## START
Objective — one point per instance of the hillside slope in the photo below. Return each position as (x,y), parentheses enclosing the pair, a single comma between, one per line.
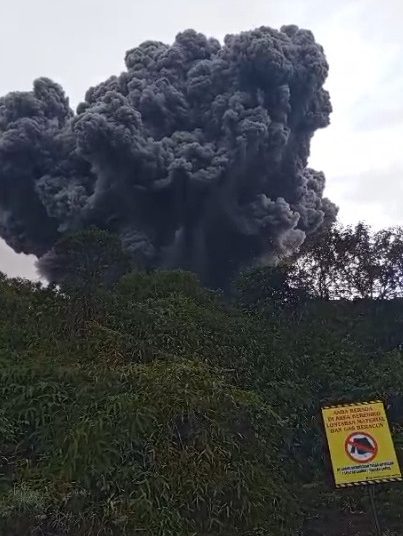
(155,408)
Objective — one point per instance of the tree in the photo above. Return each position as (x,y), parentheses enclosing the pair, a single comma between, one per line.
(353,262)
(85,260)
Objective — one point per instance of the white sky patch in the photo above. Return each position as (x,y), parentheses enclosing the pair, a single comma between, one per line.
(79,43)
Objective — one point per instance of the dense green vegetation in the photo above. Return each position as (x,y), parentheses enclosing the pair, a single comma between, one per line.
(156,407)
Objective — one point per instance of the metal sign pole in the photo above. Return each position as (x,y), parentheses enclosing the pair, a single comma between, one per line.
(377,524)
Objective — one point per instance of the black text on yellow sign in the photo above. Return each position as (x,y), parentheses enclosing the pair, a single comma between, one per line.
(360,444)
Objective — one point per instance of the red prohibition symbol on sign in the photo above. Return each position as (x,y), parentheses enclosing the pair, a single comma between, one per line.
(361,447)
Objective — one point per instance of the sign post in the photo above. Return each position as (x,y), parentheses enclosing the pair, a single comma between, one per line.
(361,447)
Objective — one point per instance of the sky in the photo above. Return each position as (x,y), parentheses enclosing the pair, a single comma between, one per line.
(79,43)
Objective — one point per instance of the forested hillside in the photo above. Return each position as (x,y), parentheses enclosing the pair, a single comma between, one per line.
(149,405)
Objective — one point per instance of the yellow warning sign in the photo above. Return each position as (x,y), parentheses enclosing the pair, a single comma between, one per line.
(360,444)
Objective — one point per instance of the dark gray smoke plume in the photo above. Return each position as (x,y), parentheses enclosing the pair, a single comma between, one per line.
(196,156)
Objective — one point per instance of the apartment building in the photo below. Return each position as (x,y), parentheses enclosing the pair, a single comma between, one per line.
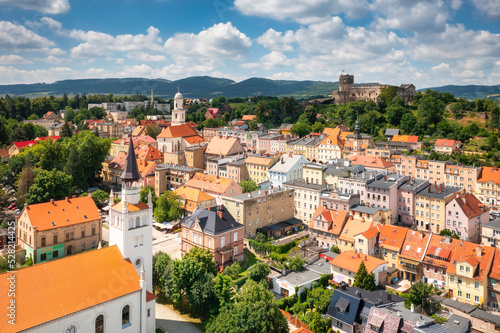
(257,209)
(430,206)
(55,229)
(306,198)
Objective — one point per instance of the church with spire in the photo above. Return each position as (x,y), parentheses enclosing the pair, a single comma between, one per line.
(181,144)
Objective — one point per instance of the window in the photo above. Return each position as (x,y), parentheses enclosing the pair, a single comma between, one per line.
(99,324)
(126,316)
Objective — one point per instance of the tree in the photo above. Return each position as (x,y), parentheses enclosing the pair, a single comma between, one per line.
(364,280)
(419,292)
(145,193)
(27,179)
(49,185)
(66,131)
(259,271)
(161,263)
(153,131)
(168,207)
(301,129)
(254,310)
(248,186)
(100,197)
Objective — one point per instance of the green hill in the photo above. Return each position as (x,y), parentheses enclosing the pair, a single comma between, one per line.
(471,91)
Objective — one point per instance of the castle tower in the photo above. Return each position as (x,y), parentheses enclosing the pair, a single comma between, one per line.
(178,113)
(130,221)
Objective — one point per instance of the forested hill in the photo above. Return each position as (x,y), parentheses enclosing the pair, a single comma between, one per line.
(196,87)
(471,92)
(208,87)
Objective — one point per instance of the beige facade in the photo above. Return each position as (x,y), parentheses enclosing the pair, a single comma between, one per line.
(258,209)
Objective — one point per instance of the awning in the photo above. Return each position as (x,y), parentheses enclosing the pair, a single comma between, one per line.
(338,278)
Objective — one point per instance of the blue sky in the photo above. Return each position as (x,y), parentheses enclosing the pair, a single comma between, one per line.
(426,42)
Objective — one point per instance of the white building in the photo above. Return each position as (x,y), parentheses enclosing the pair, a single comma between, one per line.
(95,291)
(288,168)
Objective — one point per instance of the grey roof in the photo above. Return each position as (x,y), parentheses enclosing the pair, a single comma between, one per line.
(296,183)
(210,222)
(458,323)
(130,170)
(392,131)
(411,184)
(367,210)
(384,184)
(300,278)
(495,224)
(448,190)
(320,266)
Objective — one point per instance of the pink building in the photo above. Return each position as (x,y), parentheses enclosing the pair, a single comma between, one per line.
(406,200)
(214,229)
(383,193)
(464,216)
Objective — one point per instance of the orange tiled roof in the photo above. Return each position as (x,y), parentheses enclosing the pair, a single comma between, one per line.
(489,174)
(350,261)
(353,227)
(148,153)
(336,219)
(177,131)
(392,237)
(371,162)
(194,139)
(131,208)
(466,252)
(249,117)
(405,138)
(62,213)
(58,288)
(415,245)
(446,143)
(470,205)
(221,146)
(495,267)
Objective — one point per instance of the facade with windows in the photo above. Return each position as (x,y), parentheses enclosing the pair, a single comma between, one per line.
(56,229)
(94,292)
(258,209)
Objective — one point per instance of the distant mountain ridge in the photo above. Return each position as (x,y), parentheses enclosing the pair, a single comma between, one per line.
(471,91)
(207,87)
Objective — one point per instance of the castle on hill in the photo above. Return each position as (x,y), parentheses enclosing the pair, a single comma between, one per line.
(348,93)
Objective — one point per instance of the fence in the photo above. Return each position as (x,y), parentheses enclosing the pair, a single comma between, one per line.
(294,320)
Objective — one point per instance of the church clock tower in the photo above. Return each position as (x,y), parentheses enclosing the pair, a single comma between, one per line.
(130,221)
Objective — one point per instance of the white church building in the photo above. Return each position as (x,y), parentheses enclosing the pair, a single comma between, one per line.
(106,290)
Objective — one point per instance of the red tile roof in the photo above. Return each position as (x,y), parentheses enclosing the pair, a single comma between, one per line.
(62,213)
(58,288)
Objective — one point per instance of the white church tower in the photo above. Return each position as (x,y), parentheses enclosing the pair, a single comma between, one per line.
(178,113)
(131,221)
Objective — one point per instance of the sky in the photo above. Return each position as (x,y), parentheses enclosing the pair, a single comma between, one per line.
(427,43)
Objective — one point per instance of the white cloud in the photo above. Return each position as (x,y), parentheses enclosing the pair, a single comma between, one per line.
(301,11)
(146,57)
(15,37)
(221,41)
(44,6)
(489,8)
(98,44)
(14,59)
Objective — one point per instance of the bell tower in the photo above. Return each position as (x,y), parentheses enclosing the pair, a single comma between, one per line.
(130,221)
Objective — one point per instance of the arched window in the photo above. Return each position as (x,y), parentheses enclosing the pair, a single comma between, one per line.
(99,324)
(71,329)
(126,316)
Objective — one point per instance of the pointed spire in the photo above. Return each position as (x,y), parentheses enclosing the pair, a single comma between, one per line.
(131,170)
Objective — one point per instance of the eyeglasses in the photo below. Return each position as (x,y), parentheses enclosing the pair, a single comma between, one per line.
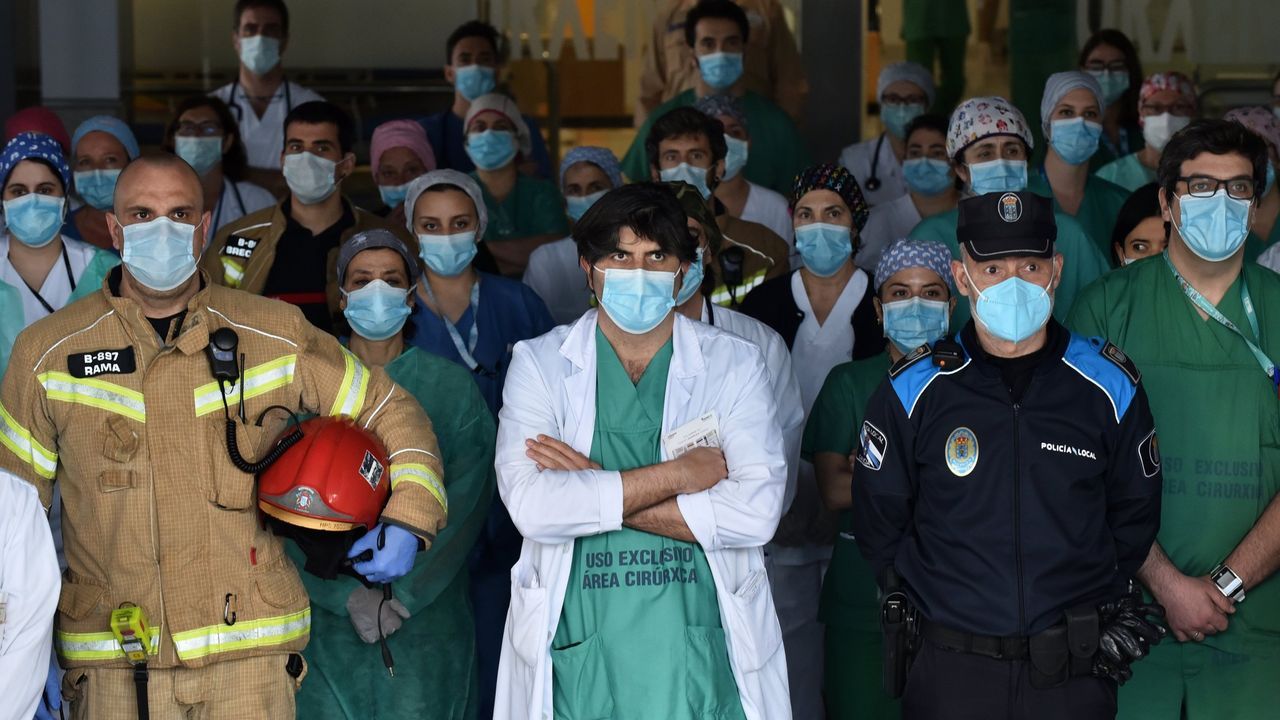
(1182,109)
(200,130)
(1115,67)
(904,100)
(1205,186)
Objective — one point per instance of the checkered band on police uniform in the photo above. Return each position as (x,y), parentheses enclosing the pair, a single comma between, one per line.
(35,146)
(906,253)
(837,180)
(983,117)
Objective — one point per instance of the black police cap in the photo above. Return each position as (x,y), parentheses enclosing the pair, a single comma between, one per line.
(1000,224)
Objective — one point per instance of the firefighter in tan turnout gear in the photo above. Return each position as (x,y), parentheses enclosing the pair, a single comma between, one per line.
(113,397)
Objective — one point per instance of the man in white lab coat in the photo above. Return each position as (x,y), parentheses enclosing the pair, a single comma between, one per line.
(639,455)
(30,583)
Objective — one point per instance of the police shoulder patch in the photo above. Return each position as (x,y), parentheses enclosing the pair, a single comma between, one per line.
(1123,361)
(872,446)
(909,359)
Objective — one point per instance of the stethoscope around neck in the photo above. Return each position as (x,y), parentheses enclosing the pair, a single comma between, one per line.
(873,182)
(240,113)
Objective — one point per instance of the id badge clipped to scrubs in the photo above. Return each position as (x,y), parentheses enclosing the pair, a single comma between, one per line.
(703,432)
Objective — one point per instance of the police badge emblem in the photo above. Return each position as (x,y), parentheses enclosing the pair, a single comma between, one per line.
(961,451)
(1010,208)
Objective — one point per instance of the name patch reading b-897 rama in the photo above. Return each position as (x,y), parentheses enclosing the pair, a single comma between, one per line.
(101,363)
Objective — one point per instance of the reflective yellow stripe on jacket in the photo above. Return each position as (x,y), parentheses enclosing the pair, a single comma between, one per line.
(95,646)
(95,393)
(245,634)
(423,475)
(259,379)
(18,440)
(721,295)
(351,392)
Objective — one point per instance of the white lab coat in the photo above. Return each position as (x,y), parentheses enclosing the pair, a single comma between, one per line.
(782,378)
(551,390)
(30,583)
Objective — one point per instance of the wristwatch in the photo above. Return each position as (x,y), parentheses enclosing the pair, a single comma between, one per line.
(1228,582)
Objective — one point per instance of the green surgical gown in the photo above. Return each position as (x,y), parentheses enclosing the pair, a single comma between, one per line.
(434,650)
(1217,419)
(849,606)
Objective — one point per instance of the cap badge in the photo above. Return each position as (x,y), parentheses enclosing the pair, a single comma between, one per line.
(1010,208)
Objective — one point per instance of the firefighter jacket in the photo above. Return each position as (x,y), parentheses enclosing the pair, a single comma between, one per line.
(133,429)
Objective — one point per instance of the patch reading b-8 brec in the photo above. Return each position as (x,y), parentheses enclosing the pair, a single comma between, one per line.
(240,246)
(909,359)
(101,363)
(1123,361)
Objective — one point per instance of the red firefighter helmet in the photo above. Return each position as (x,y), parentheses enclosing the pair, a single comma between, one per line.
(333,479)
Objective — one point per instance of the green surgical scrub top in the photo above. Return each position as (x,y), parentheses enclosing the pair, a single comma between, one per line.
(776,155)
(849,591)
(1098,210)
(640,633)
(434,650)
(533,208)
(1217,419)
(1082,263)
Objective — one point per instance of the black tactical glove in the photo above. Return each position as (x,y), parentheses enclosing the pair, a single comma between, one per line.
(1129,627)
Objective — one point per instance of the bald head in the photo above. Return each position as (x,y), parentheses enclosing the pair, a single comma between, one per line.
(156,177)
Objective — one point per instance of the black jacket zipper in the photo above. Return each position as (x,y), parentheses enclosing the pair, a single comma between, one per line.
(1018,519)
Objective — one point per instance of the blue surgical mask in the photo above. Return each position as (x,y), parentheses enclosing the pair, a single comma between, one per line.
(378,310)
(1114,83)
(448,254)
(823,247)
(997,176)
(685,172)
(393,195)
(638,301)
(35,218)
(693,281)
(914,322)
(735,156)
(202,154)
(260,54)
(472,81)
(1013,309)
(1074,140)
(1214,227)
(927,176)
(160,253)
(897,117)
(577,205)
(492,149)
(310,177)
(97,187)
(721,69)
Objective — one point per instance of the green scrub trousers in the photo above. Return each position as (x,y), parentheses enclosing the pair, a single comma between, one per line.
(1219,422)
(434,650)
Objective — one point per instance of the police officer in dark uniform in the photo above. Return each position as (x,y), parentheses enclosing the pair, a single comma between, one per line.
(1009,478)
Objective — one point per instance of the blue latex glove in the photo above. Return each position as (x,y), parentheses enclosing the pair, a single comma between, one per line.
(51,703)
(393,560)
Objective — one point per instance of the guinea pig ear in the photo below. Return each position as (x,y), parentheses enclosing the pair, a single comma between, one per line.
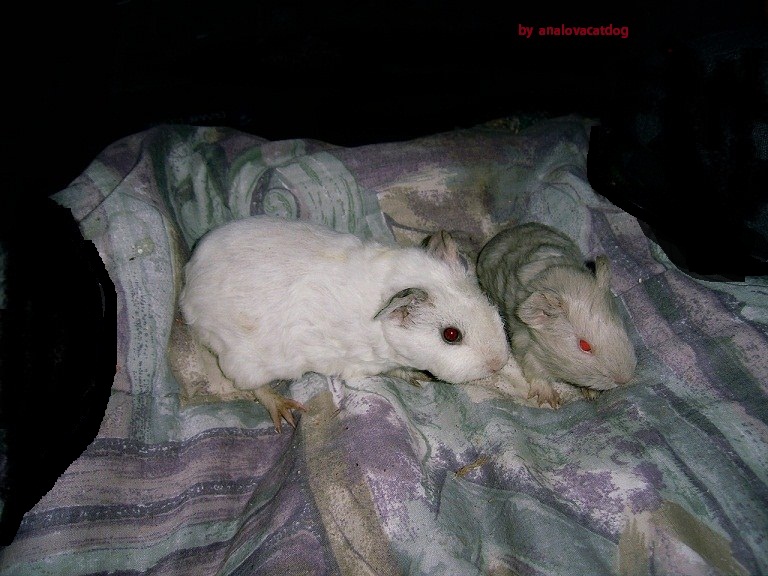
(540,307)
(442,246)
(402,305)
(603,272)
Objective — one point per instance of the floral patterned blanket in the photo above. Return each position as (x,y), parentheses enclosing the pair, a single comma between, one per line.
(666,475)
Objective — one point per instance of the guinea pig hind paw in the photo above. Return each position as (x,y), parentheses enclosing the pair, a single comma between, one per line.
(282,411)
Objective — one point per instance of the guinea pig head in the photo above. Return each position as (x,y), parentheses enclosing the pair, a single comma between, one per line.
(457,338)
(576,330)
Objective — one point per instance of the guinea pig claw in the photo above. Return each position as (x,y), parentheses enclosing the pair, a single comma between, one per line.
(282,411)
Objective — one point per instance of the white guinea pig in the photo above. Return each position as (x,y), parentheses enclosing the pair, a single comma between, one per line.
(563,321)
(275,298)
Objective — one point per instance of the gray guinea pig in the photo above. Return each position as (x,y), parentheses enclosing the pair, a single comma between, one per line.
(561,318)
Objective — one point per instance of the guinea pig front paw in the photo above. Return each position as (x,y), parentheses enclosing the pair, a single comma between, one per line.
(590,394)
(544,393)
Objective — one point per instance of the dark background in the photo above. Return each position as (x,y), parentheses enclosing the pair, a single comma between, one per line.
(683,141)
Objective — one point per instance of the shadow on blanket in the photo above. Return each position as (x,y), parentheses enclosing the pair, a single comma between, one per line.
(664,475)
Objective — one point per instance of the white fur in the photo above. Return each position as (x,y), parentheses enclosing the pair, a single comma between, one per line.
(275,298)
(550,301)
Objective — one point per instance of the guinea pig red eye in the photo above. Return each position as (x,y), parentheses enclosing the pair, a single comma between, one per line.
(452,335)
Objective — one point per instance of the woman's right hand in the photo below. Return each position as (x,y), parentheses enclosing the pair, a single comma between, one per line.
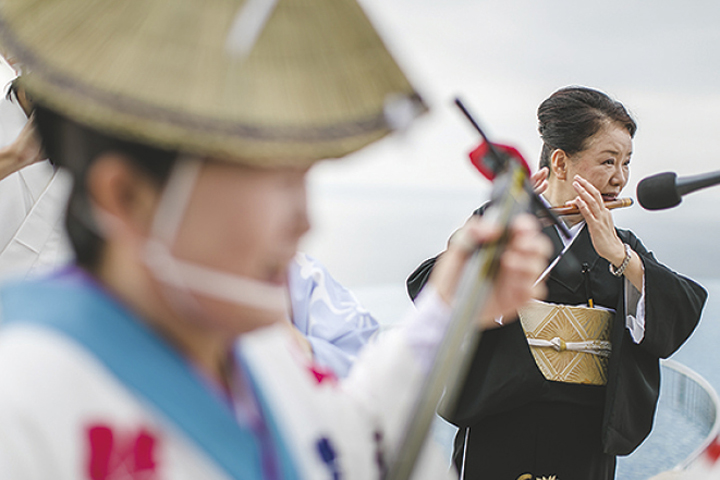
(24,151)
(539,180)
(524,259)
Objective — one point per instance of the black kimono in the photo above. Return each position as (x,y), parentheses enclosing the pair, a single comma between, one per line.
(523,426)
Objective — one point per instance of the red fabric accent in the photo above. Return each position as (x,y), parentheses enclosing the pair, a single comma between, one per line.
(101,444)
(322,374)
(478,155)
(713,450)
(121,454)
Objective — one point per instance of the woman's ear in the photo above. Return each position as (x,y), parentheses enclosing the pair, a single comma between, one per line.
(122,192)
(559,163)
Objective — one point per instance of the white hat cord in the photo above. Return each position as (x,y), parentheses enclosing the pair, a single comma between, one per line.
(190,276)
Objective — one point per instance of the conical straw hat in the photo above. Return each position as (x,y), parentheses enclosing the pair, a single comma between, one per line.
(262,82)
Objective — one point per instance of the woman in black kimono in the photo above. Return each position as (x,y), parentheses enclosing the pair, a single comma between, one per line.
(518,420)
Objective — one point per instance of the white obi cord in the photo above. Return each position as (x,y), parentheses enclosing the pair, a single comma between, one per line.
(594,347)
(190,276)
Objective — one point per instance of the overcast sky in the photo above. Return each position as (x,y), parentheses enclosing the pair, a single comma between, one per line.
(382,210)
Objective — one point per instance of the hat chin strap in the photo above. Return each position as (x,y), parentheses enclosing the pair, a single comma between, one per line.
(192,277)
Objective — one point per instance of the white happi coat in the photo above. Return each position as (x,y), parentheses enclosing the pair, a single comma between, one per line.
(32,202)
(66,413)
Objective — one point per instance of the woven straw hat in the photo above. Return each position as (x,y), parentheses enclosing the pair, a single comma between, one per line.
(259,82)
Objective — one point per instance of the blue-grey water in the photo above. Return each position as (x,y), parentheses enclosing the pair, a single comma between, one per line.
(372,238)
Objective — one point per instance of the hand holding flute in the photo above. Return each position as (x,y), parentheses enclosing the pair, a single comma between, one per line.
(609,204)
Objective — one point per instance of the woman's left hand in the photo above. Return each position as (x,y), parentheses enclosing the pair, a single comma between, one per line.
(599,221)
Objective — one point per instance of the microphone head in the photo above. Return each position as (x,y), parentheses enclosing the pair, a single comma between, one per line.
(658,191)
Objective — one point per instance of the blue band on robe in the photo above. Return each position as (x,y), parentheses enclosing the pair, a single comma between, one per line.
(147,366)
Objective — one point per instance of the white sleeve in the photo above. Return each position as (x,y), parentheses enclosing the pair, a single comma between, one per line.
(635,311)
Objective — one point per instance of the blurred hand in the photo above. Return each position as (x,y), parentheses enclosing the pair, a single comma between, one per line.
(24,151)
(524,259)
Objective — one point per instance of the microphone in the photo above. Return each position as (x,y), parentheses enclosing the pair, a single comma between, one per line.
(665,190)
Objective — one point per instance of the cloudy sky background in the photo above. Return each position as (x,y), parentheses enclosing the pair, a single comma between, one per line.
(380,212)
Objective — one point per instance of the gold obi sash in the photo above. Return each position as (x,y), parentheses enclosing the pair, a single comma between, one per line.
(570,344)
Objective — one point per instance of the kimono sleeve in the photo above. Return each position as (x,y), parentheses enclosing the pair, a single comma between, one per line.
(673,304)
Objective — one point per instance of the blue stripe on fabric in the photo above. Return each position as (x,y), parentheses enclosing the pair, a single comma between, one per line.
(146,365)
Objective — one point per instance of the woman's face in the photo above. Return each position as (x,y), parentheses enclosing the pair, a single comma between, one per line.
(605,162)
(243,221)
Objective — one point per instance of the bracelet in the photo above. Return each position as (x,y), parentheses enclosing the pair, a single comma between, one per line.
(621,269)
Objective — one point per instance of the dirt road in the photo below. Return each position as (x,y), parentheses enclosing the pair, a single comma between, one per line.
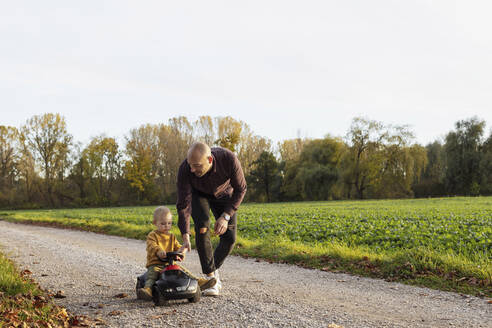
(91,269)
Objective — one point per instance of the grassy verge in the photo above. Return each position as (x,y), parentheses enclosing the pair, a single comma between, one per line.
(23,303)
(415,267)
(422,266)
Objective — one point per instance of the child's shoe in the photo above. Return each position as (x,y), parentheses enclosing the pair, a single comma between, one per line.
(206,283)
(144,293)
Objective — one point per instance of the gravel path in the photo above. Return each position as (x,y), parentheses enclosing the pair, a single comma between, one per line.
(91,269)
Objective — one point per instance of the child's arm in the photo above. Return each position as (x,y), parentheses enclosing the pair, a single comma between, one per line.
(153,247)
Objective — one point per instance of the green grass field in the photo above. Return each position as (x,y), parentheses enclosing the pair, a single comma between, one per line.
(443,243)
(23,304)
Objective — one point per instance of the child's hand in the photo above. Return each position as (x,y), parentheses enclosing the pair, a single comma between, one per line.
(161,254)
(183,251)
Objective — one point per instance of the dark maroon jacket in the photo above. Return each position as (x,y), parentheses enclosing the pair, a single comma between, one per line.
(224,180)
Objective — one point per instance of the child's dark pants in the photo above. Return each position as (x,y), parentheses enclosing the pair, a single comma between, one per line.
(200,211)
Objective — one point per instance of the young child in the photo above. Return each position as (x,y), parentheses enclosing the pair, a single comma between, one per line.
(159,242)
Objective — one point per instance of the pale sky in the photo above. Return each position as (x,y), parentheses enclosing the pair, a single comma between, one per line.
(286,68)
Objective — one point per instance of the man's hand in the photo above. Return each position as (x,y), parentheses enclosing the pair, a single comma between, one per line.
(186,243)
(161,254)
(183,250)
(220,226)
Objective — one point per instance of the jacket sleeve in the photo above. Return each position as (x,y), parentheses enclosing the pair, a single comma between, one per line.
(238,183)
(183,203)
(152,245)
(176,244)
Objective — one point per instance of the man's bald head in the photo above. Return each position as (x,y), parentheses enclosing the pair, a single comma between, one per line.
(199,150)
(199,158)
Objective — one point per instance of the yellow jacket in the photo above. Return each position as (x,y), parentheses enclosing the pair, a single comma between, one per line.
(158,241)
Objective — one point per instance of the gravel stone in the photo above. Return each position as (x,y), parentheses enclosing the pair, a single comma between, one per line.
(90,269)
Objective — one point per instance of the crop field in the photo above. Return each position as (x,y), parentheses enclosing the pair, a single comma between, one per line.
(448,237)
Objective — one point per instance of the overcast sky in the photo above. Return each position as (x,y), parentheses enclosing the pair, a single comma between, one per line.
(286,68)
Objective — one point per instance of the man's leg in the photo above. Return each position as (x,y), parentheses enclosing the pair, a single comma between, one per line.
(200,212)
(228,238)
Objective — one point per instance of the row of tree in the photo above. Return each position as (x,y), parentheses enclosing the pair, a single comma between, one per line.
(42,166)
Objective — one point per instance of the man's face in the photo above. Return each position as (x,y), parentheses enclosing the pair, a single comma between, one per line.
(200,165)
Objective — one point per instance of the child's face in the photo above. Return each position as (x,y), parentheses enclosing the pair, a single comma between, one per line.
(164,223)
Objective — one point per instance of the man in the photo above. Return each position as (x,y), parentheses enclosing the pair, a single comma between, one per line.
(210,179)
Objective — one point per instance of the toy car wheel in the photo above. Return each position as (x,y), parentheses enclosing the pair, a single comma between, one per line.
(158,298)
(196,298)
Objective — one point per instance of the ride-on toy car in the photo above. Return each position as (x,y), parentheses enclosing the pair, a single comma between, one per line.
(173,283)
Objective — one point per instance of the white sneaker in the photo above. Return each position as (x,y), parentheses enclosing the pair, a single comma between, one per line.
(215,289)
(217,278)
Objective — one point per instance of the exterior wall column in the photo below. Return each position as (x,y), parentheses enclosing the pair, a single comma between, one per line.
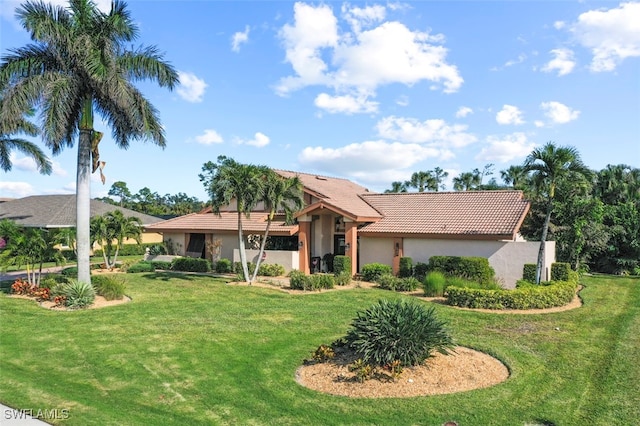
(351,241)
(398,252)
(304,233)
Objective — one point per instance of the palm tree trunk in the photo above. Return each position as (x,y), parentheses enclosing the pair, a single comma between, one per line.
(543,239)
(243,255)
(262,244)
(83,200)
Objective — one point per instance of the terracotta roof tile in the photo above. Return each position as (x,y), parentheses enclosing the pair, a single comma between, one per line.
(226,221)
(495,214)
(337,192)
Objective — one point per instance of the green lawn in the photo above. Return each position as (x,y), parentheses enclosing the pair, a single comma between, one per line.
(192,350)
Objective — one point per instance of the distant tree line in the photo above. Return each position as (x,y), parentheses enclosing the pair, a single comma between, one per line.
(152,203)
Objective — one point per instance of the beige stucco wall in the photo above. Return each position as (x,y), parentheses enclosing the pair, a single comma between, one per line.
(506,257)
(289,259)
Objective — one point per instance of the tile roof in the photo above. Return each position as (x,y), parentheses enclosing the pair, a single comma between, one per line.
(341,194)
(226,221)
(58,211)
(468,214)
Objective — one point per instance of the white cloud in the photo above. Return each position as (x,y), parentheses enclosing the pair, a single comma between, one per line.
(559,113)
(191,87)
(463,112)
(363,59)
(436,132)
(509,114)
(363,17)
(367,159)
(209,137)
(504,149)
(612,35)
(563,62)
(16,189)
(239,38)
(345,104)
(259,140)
## END
Exercise prompt >>
Reproduce the stretch from the line containing "Objective — one point per instance of the distant tree" through the end of the items, changing "tile roof" to "shingled roof" and leaving everything else as it stands.

Response to this task >>
Objective — one point per instance of the distant tree line in the photo above. Return each position as (x,y), parentheses enclosing the pair, a single comma between, one per line.
(152,203)
Objective — one point per instance of the beige stucco wall in the photo above. Return each position as (x,y), parentheses enclosing the pair, a single comma between, one per line.
(506,257)
(289,259)
Objective — one point per instance of the shingled roof in the photo above. Return each position as (x,y), parentheses enclosing the pair, a single comma between, one per line.
(341,194)
(226,221)
(58,211)
(468,214)
Objective — one point per instance of the white cloud in the photo above. Return each position as (x,y), parentheses enclosing the pair, a single comma between, one per line.
(559,113)
(191,87)
(463,112)
(363,59)
(436,132)
(509,114)
(363,17)
(367,159)
(209,137)
(504,149)
(612,35)
(563,62)
(16,189)
(239,38)
(345,104)
(259,140)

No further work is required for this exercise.